**Extract provided**

======

He refused to leave, so she called police, at which point he warned her that he would beat her up when he got out of jail, she said in a petition for a protective order.
“I think Michael will harm me,” McDonald wrote. “I want Michael to stay away.”
After hearing Elery's side of the story, a judge issued a domestic-violence order for three years, ordering Elery to stay 1,000 feet from her, and away from guns.
On Feb. 20, 2009, Elery was picked up in Harrison County, Ind., on a charge of public intoxication and told police he had assaulted his girlfriend in Louisville, according to court records.
McDonald was found dead of blunt-force injuries and multiple stab wounds in the apartment and Elery was charged with murder. He has pleaded not guilty and his trial is set for Aug. 27.
TASHA DYE, 35, Westport, Ky., Nov. 19, 2007
Tasha Dye was scared. Her estranged husband, Charles “Chuck” Dye whom she was divorcing, had threatened her and her family, she said in a petition for a protective order on Oct. 25, 2007.
That day, he had come to the home they had shared near the Ohio River, knocked on the door, and then barged in when she said to go away, she said. She locked herself in a bathroom and called 911, and he fled when he realized she'd called police.
But she had taken out a protective order against him in the past, and knew that other women had as well. “I am fearing he will do something to hurt me and my family,” she said in her petition.
Family Court Judge Tim Feeley had issued a domestic-violence order, instructing Dye to stay 500 feet away from Tasha and her mother, Carolyn Schildknesht, 55. There was no restriction placed on firearms.
The next month, three days after their divorce was final, Chuck Dye, 51, came to mobile home that Tasha Dye was sharing with Schildknesht, chased his ex-wife into the front yard and shot her in the head before killing himself.
“I really don't know what more could have been done to protect her,” said Joe Wells, her divorce lawyer. “The DVO was in place. All the boxes were checked like they're supposed to be.”
But Oldham County Police Detective Paul Kerr, who investigated the murder-suicide, said a GPS monitoring system — like the one proposed by House Speaker Greg Stumbo — may have saved Tasha Dye's life.
Although Chuck Dye lived close to his ex-wife — and could have beaten police to the scene if they had been alerted that he was approached her — Tasha Dye also would have gotten notice and would have had a chance to flee, Kerr said.
He said Chuck Dye would have been a perfect candidate for electronic monitoring.
“We knew him for years,” Kerr said. “We knew he was a violent person.”

======

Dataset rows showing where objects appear
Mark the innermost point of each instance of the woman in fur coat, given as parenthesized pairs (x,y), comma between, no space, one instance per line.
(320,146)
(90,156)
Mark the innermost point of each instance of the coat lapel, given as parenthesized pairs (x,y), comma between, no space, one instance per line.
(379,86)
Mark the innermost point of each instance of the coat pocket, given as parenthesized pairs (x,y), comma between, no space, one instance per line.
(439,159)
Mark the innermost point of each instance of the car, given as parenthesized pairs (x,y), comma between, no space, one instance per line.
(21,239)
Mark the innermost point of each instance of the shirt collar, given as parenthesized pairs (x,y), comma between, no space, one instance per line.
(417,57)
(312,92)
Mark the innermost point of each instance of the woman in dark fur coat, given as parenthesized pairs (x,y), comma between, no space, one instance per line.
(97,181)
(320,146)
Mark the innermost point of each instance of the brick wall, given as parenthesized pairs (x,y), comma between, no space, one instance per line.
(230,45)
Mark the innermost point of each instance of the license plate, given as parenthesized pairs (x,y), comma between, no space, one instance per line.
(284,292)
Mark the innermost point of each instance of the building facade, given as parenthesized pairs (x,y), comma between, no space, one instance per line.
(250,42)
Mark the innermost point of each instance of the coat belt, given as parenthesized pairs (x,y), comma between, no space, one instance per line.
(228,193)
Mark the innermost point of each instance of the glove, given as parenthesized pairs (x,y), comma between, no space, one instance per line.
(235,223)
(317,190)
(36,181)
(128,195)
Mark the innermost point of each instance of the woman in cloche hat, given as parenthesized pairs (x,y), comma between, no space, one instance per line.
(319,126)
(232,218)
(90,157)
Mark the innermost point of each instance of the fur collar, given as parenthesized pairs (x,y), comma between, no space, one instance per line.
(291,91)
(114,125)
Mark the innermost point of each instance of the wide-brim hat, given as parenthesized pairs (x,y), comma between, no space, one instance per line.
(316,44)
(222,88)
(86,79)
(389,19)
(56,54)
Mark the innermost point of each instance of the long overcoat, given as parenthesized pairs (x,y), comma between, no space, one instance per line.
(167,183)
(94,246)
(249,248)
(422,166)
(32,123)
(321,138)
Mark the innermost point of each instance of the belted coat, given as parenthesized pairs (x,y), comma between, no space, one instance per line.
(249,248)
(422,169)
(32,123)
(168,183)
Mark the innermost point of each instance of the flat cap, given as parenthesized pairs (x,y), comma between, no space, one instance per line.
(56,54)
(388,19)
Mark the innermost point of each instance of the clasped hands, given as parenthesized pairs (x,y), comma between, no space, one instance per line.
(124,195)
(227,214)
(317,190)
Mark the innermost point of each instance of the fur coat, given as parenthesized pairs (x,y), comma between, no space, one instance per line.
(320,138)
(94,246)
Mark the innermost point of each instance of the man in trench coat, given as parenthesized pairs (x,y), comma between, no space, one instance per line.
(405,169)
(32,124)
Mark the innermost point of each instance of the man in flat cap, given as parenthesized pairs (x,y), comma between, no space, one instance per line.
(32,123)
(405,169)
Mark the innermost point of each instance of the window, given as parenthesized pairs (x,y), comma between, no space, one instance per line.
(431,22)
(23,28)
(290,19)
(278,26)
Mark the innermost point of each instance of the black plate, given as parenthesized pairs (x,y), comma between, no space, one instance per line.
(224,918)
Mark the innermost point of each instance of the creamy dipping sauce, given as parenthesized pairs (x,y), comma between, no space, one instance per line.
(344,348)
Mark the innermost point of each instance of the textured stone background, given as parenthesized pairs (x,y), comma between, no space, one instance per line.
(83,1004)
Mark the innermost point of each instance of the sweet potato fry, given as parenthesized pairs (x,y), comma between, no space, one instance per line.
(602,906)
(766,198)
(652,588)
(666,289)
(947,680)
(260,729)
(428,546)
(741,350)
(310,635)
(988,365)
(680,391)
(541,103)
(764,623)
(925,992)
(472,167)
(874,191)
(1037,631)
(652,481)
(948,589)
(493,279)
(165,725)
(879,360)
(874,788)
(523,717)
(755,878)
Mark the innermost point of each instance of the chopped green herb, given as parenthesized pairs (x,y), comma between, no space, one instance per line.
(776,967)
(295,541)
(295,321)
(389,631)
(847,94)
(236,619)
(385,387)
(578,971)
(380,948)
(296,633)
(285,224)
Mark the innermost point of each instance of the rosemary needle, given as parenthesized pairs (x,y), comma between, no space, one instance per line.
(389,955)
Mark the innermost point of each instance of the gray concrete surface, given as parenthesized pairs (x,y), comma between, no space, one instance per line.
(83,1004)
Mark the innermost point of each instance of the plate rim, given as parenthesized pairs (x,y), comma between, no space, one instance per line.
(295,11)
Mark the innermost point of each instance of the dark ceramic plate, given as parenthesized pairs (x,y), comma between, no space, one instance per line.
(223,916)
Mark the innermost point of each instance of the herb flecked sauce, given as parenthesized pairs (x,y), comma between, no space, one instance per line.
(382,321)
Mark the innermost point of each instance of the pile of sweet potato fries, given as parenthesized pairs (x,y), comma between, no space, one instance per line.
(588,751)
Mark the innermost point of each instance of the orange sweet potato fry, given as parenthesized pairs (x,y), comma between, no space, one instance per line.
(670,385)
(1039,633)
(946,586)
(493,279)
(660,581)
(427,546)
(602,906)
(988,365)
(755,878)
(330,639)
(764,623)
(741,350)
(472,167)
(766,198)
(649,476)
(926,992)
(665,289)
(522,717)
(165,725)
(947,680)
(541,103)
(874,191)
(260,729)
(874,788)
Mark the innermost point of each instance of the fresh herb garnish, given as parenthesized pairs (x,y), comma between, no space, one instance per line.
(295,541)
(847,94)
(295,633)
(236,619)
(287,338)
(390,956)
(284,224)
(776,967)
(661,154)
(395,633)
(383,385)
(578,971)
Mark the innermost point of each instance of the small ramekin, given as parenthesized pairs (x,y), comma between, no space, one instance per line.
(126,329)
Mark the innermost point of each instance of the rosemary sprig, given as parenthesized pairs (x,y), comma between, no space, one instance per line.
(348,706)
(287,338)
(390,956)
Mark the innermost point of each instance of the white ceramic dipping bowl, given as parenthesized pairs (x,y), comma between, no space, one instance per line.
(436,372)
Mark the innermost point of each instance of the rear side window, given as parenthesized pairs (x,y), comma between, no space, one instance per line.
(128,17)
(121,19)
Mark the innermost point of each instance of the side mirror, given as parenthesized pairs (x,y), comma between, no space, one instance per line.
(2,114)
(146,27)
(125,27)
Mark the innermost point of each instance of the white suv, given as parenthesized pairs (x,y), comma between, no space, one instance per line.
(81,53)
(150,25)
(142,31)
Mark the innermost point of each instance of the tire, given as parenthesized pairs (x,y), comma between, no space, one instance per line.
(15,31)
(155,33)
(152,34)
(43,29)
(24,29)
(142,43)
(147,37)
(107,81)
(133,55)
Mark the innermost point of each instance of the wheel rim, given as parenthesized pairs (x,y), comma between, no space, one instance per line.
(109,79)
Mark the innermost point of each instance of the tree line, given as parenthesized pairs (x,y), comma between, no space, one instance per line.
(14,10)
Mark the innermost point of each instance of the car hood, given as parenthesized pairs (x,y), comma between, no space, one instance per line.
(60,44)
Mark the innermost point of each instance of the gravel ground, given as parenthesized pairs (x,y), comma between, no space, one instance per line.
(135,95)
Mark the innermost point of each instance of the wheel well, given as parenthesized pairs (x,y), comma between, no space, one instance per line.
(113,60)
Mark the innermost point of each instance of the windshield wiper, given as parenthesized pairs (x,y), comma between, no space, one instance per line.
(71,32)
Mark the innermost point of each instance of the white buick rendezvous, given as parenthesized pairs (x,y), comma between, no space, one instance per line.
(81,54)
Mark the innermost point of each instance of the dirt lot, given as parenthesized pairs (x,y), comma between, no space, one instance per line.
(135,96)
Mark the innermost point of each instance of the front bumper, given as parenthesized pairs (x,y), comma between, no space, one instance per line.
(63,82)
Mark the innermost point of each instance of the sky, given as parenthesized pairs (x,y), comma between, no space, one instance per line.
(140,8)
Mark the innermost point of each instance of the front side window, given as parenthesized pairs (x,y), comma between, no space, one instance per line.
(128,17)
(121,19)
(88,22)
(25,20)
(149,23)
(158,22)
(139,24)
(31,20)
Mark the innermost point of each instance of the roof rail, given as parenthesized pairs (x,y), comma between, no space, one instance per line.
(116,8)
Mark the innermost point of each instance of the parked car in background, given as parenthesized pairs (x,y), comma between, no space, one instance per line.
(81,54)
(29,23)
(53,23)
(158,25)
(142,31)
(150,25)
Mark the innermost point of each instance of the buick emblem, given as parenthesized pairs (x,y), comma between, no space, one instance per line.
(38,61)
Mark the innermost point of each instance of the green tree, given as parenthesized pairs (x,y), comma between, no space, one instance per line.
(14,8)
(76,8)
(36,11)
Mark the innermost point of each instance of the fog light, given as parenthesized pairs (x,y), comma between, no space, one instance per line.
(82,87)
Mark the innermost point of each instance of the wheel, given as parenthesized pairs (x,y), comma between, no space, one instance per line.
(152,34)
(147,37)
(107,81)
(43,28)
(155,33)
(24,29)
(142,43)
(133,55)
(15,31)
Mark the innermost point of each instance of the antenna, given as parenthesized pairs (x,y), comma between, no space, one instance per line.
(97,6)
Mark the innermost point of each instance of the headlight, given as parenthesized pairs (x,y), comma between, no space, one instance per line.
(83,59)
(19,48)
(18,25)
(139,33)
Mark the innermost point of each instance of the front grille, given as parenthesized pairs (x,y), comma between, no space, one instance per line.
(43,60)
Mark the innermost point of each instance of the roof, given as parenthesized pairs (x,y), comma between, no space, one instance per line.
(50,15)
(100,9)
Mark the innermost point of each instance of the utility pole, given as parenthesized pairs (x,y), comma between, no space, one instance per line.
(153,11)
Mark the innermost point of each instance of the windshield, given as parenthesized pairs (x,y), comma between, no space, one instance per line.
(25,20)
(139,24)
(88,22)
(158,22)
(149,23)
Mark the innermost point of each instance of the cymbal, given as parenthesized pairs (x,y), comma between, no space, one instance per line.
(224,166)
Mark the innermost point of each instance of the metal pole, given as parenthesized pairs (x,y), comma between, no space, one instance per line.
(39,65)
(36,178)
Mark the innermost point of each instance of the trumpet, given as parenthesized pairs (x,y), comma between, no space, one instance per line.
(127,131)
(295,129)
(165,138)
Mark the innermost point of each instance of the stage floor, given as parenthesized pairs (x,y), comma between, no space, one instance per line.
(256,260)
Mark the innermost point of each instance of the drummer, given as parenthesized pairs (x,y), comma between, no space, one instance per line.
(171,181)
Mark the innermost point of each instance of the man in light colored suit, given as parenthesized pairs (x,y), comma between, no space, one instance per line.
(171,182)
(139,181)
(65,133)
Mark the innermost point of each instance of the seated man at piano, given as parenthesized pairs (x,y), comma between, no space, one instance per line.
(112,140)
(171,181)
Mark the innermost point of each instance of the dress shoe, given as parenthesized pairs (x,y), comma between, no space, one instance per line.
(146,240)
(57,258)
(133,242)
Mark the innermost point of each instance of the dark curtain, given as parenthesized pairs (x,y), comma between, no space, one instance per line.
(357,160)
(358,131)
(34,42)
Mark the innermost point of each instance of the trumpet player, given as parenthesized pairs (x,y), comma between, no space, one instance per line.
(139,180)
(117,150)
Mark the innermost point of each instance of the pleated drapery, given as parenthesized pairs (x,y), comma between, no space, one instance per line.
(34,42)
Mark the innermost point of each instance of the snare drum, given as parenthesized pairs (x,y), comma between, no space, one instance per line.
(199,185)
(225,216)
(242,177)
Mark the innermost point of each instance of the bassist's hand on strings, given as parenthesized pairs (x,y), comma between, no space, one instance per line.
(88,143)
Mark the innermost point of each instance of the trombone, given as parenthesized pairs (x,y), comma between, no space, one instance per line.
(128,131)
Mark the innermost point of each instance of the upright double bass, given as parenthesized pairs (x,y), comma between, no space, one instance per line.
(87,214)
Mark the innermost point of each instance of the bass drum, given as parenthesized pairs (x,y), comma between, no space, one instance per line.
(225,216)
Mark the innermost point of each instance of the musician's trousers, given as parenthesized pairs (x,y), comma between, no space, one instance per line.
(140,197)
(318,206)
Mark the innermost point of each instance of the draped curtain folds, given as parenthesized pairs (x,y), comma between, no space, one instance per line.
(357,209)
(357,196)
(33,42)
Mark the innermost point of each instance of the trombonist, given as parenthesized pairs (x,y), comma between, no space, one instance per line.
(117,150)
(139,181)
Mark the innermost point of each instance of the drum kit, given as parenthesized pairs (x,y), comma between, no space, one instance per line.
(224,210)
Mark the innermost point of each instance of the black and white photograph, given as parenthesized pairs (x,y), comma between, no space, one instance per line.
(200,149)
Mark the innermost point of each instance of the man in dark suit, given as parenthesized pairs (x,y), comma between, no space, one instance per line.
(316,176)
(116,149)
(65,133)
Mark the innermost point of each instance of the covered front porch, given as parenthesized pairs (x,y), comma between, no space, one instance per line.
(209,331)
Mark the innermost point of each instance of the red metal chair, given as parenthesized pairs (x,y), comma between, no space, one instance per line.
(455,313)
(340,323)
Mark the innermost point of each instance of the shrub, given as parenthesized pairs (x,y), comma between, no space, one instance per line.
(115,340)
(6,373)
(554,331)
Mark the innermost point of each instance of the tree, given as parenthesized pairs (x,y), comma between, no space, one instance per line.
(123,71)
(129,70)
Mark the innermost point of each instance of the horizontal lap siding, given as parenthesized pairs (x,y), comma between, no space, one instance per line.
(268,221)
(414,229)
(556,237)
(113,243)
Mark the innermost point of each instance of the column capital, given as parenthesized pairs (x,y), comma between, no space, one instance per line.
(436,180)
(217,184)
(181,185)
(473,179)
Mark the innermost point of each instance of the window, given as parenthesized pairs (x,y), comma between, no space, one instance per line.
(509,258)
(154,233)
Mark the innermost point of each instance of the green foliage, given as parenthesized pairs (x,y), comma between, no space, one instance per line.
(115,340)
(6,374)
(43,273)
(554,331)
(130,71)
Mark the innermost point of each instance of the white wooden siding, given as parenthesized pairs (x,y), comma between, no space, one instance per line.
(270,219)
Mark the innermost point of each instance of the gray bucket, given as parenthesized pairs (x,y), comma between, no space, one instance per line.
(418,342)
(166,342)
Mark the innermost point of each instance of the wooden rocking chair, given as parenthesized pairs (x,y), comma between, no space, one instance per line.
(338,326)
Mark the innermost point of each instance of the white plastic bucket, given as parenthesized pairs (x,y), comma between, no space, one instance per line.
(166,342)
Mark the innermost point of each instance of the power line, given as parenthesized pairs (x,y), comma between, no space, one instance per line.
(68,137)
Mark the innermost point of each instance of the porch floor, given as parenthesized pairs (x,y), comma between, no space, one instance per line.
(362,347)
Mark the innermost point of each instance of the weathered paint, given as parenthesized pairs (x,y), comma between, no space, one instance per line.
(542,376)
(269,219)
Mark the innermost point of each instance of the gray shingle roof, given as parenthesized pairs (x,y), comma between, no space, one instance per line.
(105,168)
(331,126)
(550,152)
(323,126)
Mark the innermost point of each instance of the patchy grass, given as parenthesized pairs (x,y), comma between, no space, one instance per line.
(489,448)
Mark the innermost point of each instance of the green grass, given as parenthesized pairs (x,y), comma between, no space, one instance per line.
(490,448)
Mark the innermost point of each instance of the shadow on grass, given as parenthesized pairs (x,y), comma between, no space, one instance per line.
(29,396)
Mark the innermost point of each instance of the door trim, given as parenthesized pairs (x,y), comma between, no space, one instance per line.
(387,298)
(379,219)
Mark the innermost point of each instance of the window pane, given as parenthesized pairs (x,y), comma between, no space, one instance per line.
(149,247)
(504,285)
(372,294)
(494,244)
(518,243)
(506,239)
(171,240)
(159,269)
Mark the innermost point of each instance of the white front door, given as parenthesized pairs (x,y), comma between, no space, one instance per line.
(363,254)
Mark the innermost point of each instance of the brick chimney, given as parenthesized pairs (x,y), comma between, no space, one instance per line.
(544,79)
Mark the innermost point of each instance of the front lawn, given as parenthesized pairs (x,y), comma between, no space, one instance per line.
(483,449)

======

**Direction**
Write a continuation of the news excerpt on domestic-violence protective orders, starting after its final sentence.

**Response**
THERESA CHEVELLE HICKS, 43, Hartford, Oct. 17, 2007
A waitress and mother of three children, Theresa Hicks once tried to get Robert W. Casey out of her life, then let him back in.
On Sept. 30, 2006, after Casey, a disabled former gas station worker, smashed the window of Hicks' van, cutting her and two of her children, she won an order requiring him to stay away from her for two years.
“He threatened my life,” she told District Judge John McCarty.
But four months later, she asked to have the order “completely dropped.”
McCarty refused to do that, ordering Casey to continue in anger-management counseling, and to refrain from further violence or harassment. At Hicks' request, though, he dropped the no-contact order, and the couple reunited.
“He persisted until she came back,” said Jennifer Anderson, Hicks' sister.
On Oct. 17, 2007 — a week before the protective order was to expire — Hicks and Casey went out drinking, got into a fight, and Hicks was pushed, fell or jumped from a moving vehicle, police said.
Hicks died of multiple blunt-force trauma and Casey was charged with murder, drunken driving, violating a protective order and assault of another person earlier the same night.
Casey eventually pleaded guilty to violating the order and second-degree manslaughter, and was sentenced to 10 years. His public defender, Lelah Rogers, declined to comment.
Anderson said her sister was “miserable” in her relationship with Casey.
“She didn't want to go back to him,” Anderson said. “She began living with him to get him to leave her alone.”
There are many strategies that are available that may have been able to save the lives of these women.
Our country's attorneys, judges, advocates and citizens must start practicing better procedures to help victims of abuse stay alive.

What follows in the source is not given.